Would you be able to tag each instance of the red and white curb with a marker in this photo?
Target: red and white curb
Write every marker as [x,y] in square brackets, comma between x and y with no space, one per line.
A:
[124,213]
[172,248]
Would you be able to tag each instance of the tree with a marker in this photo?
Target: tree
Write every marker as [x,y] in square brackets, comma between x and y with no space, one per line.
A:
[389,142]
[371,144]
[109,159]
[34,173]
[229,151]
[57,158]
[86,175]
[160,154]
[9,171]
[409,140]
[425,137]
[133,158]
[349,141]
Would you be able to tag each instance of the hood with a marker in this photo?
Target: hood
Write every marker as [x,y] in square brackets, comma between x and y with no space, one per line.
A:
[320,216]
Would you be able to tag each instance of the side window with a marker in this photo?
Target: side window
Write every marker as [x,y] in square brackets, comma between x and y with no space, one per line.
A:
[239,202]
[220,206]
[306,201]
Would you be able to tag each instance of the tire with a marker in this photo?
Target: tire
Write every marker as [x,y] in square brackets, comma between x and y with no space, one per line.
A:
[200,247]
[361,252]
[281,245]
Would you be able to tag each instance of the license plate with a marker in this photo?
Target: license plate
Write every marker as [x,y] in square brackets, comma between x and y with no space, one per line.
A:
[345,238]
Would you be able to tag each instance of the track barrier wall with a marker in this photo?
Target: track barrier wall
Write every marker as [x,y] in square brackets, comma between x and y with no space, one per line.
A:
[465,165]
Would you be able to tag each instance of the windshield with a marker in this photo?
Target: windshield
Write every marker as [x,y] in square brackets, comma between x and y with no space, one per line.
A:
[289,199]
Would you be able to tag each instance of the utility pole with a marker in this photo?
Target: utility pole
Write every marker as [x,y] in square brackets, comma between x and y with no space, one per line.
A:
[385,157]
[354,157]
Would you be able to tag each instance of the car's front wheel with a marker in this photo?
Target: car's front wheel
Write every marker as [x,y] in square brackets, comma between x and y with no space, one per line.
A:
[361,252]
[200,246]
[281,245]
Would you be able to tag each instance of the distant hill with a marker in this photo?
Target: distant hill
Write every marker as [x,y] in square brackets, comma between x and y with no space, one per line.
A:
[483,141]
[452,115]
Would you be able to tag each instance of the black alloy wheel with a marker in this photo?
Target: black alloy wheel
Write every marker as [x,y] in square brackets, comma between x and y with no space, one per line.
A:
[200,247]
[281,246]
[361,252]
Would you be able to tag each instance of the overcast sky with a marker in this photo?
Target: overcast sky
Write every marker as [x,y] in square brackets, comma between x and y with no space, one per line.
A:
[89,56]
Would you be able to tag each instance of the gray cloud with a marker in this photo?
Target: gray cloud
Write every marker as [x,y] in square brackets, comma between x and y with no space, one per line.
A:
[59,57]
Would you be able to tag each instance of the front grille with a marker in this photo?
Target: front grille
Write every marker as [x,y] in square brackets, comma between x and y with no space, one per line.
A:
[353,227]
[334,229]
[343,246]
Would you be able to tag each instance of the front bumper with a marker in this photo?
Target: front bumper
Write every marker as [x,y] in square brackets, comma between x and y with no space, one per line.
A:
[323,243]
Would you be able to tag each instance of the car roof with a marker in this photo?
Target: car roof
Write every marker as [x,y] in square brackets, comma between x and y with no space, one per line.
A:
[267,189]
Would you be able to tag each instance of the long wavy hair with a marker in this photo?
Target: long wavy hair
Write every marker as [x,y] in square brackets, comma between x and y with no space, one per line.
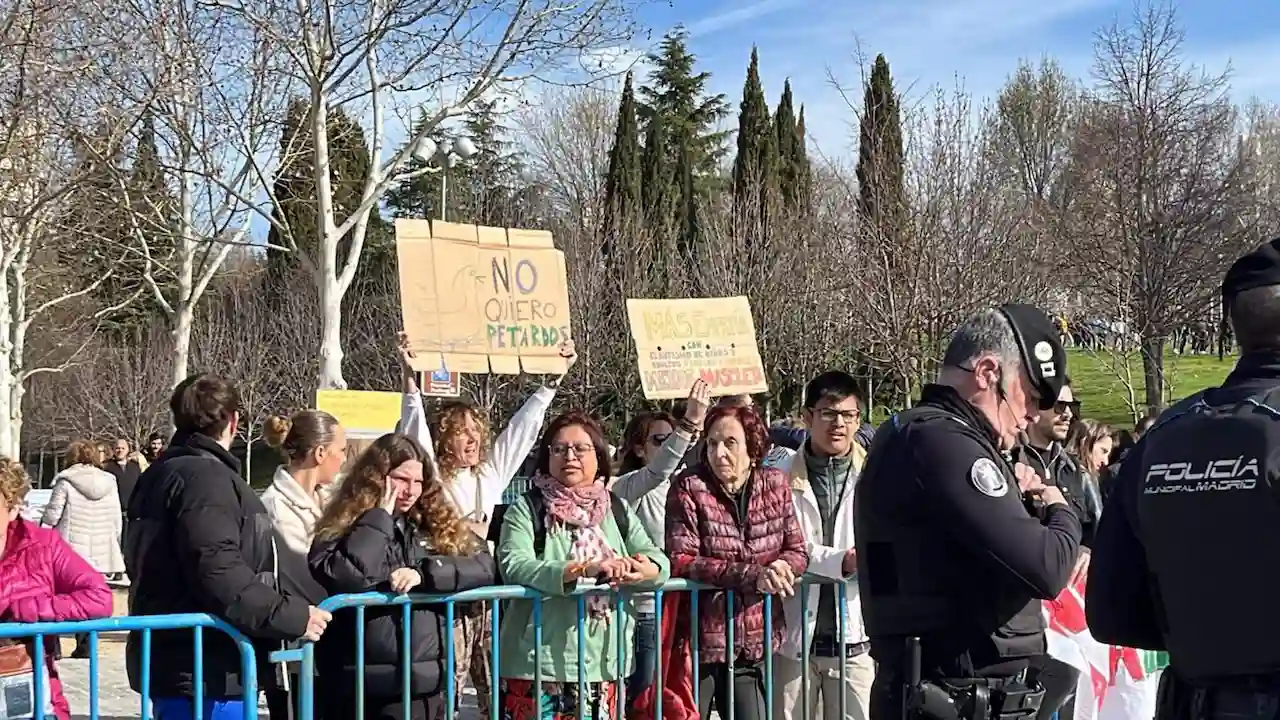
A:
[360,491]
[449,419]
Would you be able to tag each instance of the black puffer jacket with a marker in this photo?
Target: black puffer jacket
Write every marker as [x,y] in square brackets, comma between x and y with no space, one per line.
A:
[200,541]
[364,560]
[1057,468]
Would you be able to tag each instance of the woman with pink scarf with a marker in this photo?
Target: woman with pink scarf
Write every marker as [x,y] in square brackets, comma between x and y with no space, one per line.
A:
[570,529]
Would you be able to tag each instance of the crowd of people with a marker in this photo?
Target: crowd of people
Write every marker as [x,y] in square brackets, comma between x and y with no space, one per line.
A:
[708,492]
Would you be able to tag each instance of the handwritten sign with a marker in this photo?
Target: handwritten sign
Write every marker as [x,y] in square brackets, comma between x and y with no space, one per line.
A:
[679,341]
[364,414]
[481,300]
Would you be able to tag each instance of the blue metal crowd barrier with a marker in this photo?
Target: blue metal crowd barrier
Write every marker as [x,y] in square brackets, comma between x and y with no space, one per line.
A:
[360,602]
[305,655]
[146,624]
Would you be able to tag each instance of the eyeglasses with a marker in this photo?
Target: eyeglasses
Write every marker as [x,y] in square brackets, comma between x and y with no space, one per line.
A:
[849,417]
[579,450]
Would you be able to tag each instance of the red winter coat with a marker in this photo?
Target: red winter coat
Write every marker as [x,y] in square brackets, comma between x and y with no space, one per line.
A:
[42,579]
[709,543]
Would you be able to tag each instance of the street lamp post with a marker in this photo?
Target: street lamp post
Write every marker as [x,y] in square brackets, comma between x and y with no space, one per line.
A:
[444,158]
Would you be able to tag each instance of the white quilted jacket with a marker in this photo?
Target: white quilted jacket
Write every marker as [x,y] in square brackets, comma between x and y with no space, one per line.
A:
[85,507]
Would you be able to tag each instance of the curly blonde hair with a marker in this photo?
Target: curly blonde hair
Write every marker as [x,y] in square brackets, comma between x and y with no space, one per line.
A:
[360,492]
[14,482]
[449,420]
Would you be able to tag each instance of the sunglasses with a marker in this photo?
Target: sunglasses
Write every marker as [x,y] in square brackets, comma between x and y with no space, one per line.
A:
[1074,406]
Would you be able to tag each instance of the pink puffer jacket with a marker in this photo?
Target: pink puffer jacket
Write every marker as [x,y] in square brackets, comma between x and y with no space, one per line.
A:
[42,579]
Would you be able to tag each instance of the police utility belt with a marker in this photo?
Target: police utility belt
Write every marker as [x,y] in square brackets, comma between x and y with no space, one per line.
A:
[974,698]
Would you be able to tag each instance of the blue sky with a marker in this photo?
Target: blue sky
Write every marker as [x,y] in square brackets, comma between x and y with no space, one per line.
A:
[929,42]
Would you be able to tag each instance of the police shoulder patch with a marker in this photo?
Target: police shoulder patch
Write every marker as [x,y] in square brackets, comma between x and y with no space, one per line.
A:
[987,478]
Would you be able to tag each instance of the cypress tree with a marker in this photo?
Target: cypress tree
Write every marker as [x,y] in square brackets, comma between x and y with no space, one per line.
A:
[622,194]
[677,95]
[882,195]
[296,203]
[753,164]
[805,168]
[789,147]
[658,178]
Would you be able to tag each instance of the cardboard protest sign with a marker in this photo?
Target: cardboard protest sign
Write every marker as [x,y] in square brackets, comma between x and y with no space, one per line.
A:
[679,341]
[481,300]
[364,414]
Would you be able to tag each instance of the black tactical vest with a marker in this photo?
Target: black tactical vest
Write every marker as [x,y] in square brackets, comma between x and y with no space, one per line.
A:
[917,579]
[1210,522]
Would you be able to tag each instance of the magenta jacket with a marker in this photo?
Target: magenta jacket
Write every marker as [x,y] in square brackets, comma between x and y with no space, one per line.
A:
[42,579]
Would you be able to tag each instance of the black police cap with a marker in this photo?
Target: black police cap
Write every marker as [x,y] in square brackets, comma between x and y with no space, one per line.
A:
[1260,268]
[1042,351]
::::::::::
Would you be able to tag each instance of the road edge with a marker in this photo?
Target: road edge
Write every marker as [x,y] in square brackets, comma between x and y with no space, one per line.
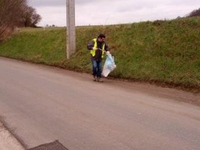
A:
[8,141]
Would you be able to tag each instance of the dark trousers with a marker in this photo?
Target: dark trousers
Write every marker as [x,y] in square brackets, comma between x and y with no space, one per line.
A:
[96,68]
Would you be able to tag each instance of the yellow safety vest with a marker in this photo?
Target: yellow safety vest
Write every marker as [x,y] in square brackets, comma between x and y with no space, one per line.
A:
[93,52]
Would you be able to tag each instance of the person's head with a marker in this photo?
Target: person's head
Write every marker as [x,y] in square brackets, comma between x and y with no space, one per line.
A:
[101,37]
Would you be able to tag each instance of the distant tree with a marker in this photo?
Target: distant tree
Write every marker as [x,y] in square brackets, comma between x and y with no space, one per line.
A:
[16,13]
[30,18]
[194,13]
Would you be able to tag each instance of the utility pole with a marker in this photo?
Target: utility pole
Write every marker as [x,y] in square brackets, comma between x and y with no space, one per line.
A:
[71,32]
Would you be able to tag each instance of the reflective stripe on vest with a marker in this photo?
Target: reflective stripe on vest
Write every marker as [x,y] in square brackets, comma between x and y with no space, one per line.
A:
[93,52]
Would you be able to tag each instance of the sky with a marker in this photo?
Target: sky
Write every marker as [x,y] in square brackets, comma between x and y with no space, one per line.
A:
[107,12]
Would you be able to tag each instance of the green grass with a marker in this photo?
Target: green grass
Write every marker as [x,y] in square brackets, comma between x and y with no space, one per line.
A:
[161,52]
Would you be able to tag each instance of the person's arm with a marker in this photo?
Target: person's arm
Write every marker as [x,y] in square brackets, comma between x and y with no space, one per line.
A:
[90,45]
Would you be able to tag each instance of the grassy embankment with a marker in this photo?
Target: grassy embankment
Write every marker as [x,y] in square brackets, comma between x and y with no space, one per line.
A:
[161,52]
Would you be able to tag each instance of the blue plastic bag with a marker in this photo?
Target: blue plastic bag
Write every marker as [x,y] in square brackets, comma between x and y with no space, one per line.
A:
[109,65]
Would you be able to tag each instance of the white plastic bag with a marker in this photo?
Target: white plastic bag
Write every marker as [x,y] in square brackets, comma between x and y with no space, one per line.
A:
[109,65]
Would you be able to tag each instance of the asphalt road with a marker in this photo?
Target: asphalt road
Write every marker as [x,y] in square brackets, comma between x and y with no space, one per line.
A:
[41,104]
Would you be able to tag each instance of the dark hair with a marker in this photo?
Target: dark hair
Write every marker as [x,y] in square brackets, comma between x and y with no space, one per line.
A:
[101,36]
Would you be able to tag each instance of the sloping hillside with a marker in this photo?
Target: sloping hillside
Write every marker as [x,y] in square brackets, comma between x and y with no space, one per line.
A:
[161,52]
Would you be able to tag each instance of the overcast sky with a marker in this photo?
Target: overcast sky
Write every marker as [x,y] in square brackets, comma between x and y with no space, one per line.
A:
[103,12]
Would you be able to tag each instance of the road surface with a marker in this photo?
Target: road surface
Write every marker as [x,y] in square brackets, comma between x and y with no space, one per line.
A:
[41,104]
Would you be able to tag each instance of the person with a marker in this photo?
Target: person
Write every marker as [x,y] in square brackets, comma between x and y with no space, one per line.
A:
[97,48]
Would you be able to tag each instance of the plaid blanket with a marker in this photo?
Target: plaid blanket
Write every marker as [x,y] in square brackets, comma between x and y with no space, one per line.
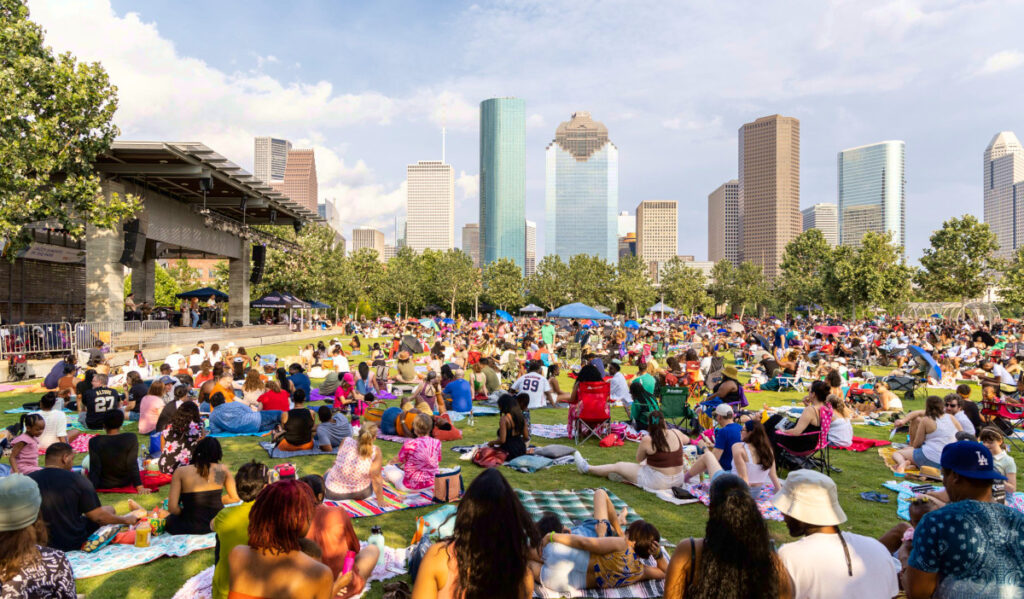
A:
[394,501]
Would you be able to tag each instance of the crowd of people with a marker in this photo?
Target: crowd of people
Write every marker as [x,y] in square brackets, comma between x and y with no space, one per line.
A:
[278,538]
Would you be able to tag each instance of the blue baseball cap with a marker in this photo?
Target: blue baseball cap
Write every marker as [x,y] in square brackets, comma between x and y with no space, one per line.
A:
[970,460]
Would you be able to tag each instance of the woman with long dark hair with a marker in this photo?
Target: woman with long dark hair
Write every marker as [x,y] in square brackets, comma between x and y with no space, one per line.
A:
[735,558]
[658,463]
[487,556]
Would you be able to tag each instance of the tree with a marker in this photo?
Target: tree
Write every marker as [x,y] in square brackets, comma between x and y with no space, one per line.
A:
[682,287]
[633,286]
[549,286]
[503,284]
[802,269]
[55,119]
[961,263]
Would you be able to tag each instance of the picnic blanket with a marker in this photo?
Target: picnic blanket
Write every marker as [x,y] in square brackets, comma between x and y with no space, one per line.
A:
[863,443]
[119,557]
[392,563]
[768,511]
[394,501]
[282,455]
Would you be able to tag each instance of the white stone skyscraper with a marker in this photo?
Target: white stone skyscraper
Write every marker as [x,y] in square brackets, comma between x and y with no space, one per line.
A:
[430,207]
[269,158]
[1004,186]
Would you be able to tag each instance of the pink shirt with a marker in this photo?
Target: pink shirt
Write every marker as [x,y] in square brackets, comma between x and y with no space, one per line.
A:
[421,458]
::::::::::
## GOAL OF THE EXERCISE
Pull out every line of the records above that contains the string "curb", and copy each one in full.

## RESULT OF THIS TASK
Would you be able to tag each instance of the red and white curb with a marker in this photo?
Target: red and white curb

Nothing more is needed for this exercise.